» **Your goal**: Without changing anything, reproduce every record below.

» **Data extracts**:
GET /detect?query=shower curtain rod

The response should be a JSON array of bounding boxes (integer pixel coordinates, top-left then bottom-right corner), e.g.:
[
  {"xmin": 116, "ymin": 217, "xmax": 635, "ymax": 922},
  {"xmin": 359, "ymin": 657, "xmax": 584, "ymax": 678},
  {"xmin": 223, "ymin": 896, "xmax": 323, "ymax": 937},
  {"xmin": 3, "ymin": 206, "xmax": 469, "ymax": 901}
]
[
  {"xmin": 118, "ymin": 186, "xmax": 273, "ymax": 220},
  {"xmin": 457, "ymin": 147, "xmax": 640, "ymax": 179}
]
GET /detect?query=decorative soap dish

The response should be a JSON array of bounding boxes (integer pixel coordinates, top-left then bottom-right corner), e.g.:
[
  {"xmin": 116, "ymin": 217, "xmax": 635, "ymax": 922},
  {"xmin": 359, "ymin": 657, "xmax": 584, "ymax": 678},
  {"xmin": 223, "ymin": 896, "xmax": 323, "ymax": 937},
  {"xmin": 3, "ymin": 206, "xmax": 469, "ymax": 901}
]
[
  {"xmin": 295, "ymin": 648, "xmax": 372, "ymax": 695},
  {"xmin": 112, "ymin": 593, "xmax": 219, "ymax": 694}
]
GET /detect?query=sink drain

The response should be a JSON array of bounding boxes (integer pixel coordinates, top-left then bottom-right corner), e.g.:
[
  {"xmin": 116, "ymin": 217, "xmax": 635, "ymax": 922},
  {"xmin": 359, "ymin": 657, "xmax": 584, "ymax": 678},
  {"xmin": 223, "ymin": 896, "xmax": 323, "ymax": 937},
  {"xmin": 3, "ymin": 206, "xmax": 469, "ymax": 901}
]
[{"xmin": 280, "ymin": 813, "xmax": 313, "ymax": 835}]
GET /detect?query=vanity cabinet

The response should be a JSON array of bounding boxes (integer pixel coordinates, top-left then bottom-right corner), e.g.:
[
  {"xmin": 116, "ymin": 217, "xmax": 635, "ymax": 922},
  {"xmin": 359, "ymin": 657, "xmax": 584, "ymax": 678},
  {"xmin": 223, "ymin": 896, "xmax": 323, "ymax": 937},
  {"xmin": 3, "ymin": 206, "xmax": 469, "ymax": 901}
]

» **Expected output**:
GET /detect?query=shower curtain rod

The response should be a JSON array of bounding boxes (integer pixel coordinates, top-left then bottom-right corner), e.g.:
[
  {"xmin": 116, "ymin": 217, "xmax": 635, "ymax": 922},
  {"xmin": 359, "ymin": 657, "xmax": 584, "ymax": 678},
  {"xmin": 223, "ymin": 896, "xmax": 323, "ymax": 937},
  {"xmin": 3, "ymin": 206, "xmax": 469, "ymax": 901}
]
[
  {"xmin": 118, "ymin": 186, "xmax": 273, "ymax": 220},
  {"xmin": 457, "ymin": 147, "xmax": 640, "ymax": 179}
]
GET /detect?query=decorative soap dish

The response should be a JSON array of bounding boxes (integer pixel coordinates, top-left then bottom-right corner), e.g.:
[
  {"xmin": 116, "ymin": 217, "xmax": 635, "ymax": 922},
  {"xmin": 359, "ymin": 657, "xmax": 584, "ymax": 678},
  {"xmin": 223, "ymin": 896, "xmax": 323, "ymax": 937},
  {"xmin": 3, "ymin": 206, "xmax": 469, "ymax": 901}
]
[
  {"xmin": 295, "ymin": 648, "xmax": 372, "ymax": 695},
  {"xmin": 112, "ymin": 593, "xmax": 219, "ymax": 694}
]
GET /detect?query=sink drain

The response should be a JSON array of bounding boxes (integer pixel coordinates, top-left then bottom-right corner), e.g.:
[
  {"xmin": 116, "ymin": 217, "xmax": 635, "ymax": 922},
  {"xmin": 359, "ymin": 657, "xmax": 584, "ymax": 678},
  {"xmin": 223, "ymin": 896, "xmax": 323, "ymax": 937},
  {"xmin": 3, "ymin": 206, "xmax": 469, "ymax": 901}
]
[{"xmin": 280, "ymin": 813, "xmax": 313, "ymax": 835}]
GET /detect?query=vanity cabinet

The response should be a JSON array of bounding boxes (integer pixel coordinates, top-left then bottom-right corner), e.g.:
[
  {"xmin": 116, "ymin": 217, "xmax": 635, "ymax": 922},
  {"xmin": 359, "ymin": 657, "xmax": 584, "ymax": 678},
  {"xmin": 223, "ymin": 896, "xmax": 323, "ymax": 937},
  {"xmin": 3, "ymin": 206, "xmax": 469, "ymax": 901}
]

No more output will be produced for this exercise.